## Excerpted text

Evaluation Of Marker Based Reference System For Head Pose Detection

Abstract

This research paper builds upon the modification of the existing algorithms introduced in the past several years and proposes/develops various techniques to significantly improve the functional performance for Marker-based Head-Pose Estimation. This research paper basically focuses on Marker-based point-to-point matching technique to extract Head-Pose information in real time. Several points on the Marker are detected in image plane and are then matched with the precalibrated correspondent 3D points of the markers which estimate the position and orientation of the visible markers in the image. Furthermore, a bundle adjustment is done to acquire the pose by using sufficient number marker points from the image in the exactly pre-known formation. Finally, pose of specific markers-combination is transformed into Head-Pose. Firstly, a commercially available offline software called Photo modeller is been used for the statistical, scalable and compact formation of the Head-Model (Introduced based on the appearance and 3D geometric information). This representation, achieved from offline learning process by statistical analysis of the Head-Model is used at run-time during the matching and estimation process for limiting the hypothesis by incorporating the camera-image and 3D geometric consistency constraints. This allows controlling the effect of the complexity of the 3D Head-Model on the run-time performance. Finally, the most concerned part of this paper is the accuracy and precision of the Head-Pose. For which, the physical markers and combinational 3D marker-points (for the used algorithm) are been modified and then pre and post modification results are compared.

Keywords: Head-Pose EstimationPhoto Modeller3D Head-Model3D Marker-pointsADASSpACiAL

Introduction

The main topic of this dissertation is computer vision-based Human-Head Motion capture, generate Head-Model and finally real-time Human Head-Pose Estimation. It introduces the motivation behind the work, the research questions that have been answered and the research methodology used.

Motivation and Overview

Computer vision-based head and complete human motion capture is a well-established area of research that has seen a lot of activity over the past two decades as a survey shows (Adelson & Bergen, 1991). The activity is motivated by a wide range of applications for robust motion capture, and the high complexity of the task gives rise to many still unsolved problems. The best-known approach which is also very convenient in terms of processing due to the coded identification of the landmarks, for capturing head motion is the use of markers as random landmarks. Cameras get the images of the markers in real-time and identify the markers, and a three-dimensional point cloud is generated. This approach has several drawbacks: the markers are invasive and can cause experimental artifacts, and recreating motion from the point cloud usually involves time- consuming manual post-processing (Kato & Billinghurst, 1999; Klein & Murray, 2006; “A.R.T. Advanced real time tracking.” n.d.).

## Exercise instructions
A - List every source cited in parentheses in the paper on marker-based head-pose detection.
B - Continue the paper on marker-based head-pose detection from its last sentence.

## Extracted information
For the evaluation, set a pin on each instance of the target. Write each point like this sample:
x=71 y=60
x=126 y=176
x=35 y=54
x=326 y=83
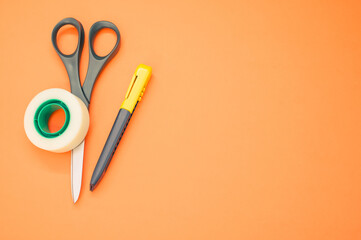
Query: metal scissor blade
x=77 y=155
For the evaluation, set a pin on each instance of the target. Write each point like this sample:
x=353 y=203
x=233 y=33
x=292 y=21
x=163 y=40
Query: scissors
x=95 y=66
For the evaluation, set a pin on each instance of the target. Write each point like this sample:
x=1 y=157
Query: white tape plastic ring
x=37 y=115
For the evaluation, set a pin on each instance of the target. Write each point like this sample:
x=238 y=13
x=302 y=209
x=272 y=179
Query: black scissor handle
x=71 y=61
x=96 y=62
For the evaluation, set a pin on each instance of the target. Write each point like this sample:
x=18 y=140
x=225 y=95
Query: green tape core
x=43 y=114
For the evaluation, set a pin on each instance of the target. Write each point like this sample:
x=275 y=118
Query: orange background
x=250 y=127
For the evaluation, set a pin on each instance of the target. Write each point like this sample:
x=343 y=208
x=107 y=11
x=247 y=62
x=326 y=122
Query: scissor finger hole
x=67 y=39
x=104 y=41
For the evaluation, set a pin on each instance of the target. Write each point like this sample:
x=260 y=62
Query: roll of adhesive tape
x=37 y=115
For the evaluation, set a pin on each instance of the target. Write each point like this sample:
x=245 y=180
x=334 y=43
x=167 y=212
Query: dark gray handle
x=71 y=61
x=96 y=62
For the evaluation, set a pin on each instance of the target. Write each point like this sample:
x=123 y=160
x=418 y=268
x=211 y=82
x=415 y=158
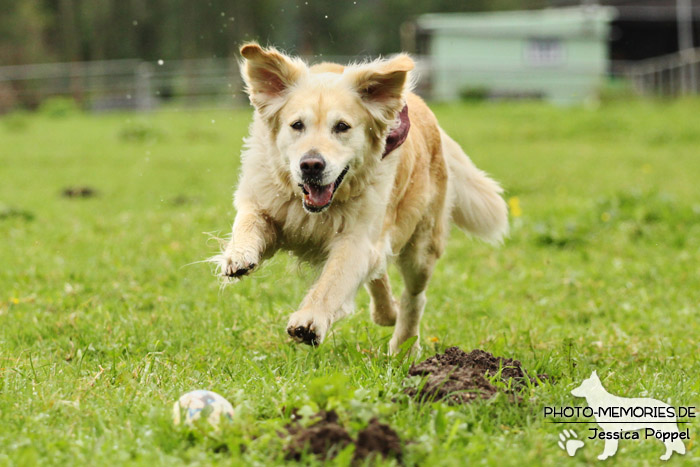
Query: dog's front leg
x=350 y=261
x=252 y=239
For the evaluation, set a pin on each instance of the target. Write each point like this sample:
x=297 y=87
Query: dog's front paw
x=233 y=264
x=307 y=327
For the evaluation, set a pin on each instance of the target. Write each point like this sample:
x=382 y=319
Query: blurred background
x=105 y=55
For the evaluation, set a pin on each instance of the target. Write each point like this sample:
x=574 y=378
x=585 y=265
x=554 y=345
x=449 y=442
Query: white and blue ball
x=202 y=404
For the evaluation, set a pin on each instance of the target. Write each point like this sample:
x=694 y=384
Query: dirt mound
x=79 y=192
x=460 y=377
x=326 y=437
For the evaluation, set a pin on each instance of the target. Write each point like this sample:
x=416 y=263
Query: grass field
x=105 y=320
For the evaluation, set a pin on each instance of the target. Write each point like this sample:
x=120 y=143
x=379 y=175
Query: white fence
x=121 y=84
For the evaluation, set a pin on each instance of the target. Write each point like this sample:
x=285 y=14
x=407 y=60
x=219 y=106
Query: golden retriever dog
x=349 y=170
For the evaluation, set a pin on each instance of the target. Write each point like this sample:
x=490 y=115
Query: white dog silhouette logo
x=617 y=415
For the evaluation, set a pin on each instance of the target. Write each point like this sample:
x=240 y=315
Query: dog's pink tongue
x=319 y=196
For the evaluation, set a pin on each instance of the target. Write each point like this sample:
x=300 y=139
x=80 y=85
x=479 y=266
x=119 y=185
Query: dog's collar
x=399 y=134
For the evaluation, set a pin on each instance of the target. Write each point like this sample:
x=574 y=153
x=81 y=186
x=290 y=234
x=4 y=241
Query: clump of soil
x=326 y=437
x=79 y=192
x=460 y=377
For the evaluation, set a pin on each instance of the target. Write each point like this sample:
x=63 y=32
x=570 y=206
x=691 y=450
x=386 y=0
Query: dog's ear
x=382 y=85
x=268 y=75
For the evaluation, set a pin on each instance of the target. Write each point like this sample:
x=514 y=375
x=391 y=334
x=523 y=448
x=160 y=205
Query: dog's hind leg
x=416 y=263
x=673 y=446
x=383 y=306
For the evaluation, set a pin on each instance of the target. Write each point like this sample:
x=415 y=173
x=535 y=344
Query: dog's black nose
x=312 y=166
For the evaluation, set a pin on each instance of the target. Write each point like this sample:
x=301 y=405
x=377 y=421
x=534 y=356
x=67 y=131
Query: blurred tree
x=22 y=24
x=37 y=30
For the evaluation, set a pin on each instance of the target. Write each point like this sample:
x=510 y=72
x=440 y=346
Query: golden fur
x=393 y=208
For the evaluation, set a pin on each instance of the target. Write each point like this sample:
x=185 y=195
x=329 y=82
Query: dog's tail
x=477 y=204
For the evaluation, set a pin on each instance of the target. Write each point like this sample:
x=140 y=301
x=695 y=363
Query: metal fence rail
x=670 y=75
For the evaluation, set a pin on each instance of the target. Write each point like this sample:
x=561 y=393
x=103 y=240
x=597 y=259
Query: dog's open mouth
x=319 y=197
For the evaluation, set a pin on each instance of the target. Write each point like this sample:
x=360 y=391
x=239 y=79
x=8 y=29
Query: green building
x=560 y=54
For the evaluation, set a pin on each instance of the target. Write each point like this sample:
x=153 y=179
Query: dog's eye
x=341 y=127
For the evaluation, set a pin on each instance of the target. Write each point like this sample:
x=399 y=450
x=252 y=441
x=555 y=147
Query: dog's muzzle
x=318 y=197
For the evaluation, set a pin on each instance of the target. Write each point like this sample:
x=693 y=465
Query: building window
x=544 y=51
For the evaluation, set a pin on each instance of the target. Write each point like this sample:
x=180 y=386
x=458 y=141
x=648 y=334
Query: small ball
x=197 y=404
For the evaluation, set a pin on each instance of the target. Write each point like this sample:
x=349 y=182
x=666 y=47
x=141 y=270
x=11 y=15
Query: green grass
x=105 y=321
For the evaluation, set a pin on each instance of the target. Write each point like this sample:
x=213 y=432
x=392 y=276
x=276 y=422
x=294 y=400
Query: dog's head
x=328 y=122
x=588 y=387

--

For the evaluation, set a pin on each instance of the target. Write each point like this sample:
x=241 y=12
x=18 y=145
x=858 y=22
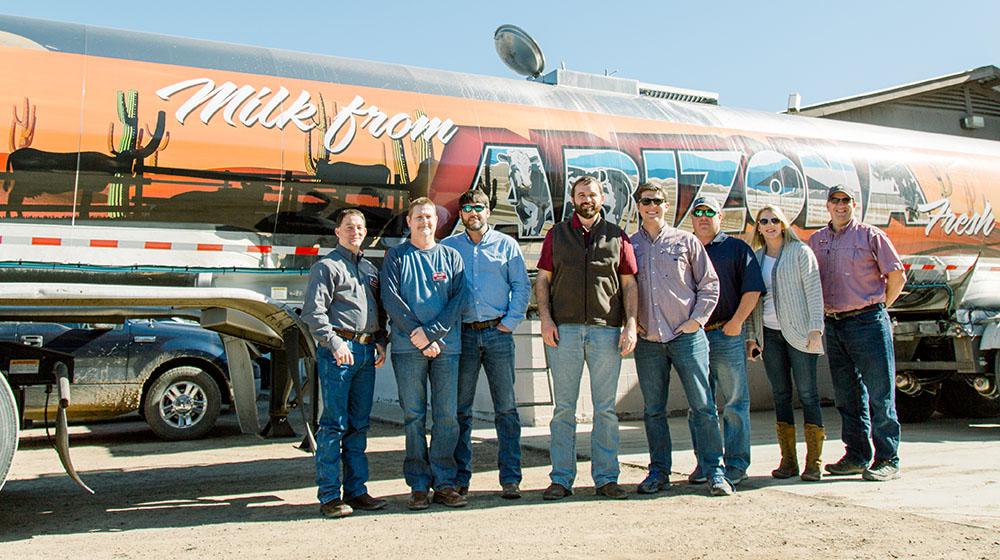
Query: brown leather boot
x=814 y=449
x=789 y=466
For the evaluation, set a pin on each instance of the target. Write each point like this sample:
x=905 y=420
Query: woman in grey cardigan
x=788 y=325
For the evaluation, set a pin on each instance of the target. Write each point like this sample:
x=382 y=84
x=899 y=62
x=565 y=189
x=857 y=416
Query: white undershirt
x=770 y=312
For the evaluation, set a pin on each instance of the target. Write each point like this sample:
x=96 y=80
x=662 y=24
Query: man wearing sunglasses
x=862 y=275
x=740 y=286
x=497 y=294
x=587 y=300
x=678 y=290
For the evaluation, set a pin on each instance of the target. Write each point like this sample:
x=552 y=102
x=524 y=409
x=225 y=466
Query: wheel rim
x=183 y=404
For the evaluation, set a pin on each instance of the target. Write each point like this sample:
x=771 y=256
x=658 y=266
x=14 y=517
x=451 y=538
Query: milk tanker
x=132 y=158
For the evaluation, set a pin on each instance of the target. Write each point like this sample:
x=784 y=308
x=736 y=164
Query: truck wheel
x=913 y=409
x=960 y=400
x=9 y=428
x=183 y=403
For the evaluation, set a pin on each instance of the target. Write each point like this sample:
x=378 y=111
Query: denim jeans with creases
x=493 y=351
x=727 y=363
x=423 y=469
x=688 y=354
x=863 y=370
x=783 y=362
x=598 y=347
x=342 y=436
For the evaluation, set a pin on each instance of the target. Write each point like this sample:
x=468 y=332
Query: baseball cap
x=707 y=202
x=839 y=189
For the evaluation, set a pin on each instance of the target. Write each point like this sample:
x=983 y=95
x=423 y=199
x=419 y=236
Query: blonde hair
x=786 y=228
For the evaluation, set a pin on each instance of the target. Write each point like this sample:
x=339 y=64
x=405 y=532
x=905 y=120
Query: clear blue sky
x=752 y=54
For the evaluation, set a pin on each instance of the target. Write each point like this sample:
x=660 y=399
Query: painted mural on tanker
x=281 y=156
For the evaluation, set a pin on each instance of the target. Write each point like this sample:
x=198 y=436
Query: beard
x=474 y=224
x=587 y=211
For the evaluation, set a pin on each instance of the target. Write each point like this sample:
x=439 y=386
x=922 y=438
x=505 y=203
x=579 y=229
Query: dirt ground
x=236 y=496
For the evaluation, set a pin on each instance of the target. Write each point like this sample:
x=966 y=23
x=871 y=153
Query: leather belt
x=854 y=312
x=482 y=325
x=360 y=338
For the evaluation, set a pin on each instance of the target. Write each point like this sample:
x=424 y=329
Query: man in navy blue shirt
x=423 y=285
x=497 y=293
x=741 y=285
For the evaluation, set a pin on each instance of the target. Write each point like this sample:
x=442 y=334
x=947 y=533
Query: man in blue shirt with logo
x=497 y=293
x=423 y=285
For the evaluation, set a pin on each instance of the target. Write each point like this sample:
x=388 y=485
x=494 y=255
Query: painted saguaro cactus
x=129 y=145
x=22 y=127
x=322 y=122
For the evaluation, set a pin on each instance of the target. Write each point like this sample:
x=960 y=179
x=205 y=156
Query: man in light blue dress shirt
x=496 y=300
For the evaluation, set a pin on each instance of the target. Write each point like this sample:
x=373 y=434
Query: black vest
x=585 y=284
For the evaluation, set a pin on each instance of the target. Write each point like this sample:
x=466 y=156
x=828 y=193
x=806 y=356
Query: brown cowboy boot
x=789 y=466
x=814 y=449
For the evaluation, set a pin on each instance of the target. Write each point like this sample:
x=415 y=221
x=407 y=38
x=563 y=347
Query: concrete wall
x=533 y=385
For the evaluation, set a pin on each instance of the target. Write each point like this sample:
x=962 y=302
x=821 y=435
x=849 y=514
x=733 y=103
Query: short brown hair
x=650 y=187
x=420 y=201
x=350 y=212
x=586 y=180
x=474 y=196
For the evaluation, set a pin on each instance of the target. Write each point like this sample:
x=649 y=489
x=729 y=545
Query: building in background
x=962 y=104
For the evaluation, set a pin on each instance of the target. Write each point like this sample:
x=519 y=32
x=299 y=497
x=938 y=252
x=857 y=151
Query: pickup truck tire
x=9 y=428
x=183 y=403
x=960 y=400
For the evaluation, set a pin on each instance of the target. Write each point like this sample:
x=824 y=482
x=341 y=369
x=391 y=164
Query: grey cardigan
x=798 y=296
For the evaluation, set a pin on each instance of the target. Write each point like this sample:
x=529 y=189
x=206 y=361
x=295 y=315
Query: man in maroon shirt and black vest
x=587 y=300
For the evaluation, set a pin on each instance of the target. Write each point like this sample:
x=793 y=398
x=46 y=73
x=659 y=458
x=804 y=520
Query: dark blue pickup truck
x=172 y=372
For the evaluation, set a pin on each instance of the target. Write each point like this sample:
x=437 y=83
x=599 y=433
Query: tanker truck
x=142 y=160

## Responses by item number
A - Adelson & Bergen, 1991; Kato & Billinghurst, 1999; Klein & Murray, 2006; "A.R.T. Advanced real time tracking." n.d.

B -
However, in practice robust object tracking in real-time is quite challenging and remains an open problem. Reasons for that are manifold. First of all tracking systems require an initialization, i.e. providing the system with the initial poses of the object or camera. Once tracking is started, rapid motions causes’ image features to undergo large motion between frames which can cause visual tracking systems to fail. Furthermore, it can cause motion blurred images where extraction of feature correspondences may fail. The lighting during a shot can change significantly; specular reflections may confuse the tracker. Finally, complete or partial occlusions as well as large amounts of background clutter may result in tracking failure. Once tracking fails the system must be re-initialized in the same manner. Therefore, one of the main challenges in tracking remains automated initialization and recovery. Systems that are initialized by hand or require the camera to be very close to a specified position are not desirable options for automotive head tracking solutions.

The lack of a fast, reliable and automated initialization method is one of the main crucial problems that make many current tracking systems useless in the industry as well as in computer aided minimally invasive surgery. This has led to increased popularity of fiducial- or marker-based tracking system such as ARToolKit, or A.R.T. system, where the 3D tracking task is simplified to overcome the tracking limitations by detecting predefined artificial markers in every frame independently without constrains on camera pose. Using markers increases robustness and reduces computational requirements. However, it requires engineering the environment, which is not accepted in many industrial applications by the end-users and is sometimes even impossible, e.g. in outdoor environments. This has led to the development of systems in hybrid configurations involving expensive magnetic or inertial trackers. The difficulty of overcoming the vision based tracking limitations as described above stems from the need for fast and robust detection and pose estimation of objects in the scene from a single image without priors on the pose.

Rolling Shutter (Bundle Adjustment)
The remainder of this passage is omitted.